======== PROVIDED DATA
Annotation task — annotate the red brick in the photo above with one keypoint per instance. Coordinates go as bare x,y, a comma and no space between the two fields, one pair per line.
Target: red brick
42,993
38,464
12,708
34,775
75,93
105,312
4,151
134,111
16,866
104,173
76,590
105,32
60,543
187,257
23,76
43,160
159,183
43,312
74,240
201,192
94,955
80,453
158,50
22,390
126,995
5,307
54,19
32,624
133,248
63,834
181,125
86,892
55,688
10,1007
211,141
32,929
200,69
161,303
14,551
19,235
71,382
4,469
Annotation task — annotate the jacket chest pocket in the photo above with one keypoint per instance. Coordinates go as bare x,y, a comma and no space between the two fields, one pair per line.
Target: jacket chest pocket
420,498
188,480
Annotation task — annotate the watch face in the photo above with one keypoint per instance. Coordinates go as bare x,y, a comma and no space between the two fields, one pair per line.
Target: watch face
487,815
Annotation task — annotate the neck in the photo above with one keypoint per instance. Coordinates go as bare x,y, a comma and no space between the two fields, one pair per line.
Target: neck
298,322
================
======== PROVIDED DATA
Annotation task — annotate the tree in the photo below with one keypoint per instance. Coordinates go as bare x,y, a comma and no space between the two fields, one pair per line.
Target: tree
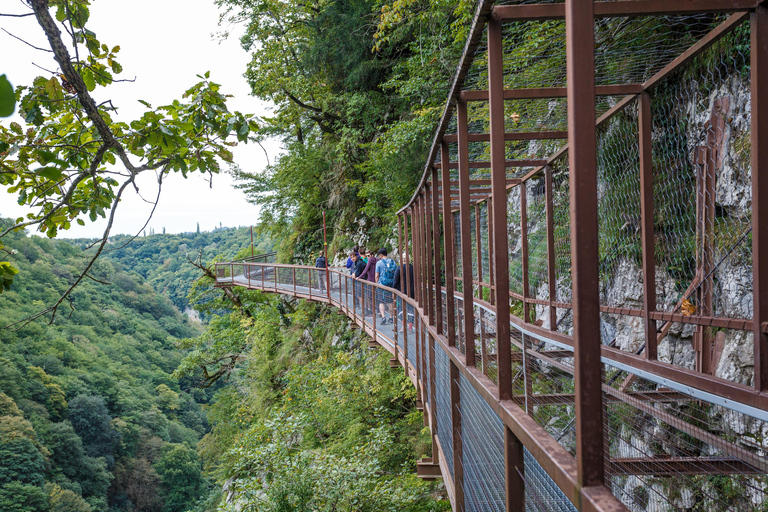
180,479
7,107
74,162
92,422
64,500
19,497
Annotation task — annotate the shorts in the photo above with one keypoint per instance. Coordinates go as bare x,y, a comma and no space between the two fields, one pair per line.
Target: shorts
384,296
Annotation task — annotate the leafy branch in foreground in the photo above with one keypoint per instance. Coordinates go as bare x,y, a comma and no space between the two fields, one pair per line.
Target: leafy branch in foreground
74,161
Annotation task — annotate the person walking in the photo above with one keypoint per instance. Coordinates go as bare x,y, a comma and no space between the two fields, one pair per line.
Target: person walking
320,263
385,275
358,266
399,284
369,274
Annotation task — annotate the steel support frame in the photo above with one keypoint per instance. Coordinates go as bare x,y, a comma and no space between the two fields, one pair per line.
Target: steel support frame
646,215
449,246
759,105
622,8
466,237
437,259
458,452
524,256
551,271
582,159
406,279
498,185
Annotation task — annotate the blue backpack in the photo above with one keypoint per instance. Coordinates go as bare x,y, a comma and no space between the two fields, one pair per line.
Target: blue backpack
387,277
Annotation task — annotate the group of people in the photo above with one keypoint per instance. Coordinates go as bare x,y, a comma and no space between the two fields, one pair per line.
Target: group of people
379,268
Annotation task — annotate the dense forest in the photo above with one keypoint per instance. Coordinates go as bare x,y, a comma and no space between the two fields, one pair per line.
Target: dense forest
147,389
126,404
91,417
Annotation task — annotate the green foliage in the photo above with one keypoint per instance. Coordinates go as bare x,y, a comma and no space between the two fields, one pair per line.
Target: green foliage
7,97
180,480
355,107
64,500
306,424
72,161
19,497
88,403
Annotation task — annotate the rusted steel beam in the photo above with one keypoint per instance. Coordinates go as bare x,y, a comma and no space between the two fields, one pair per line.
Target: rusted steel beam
================
======== PROVIDED DATA
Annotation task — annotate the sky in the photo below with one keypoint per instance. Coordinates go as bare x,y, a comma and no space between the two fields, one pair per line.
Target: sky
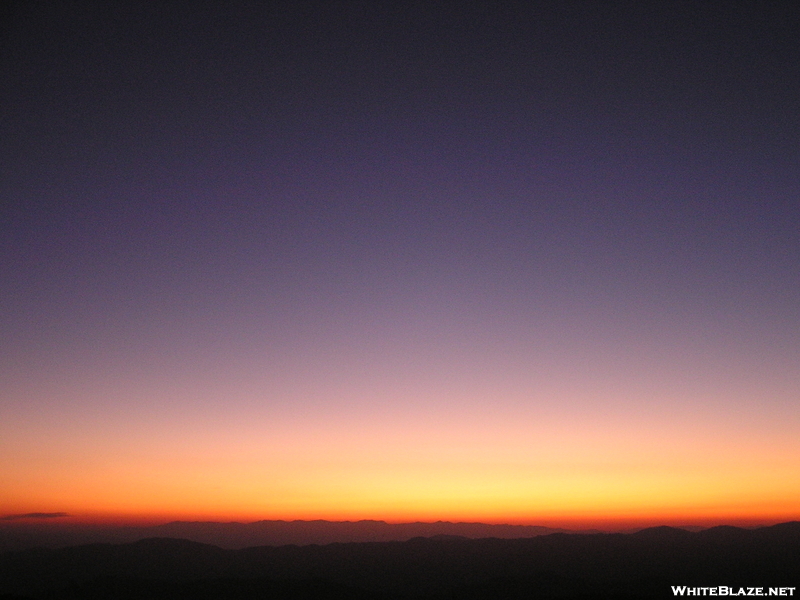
================
OBJECTIVE:
Replace "keypoint" with "marker" in the data from the line with "Annotation task — annotate the green" to the line with "Target: rusted steel beam", leaving everything else unchanged, and give back only those lines.

ANSWER TO THIS PROBLEM:
Annotation task — annotate the green foliage in the photo above with one marker per instance. Coordinates go as bare x,y, a comma and no space between the two fields, one pair per line.
Target: green foliage
7,97
180,480
355,107
64,500
306,424
72,161
19,497
88,403
Annotation task — annotate the rusted steel beam in the photo above with one marker per instance. Coordinates go as bare x,y, a comma and no space between the two fields, one pair per line.
Target: rusted steel beam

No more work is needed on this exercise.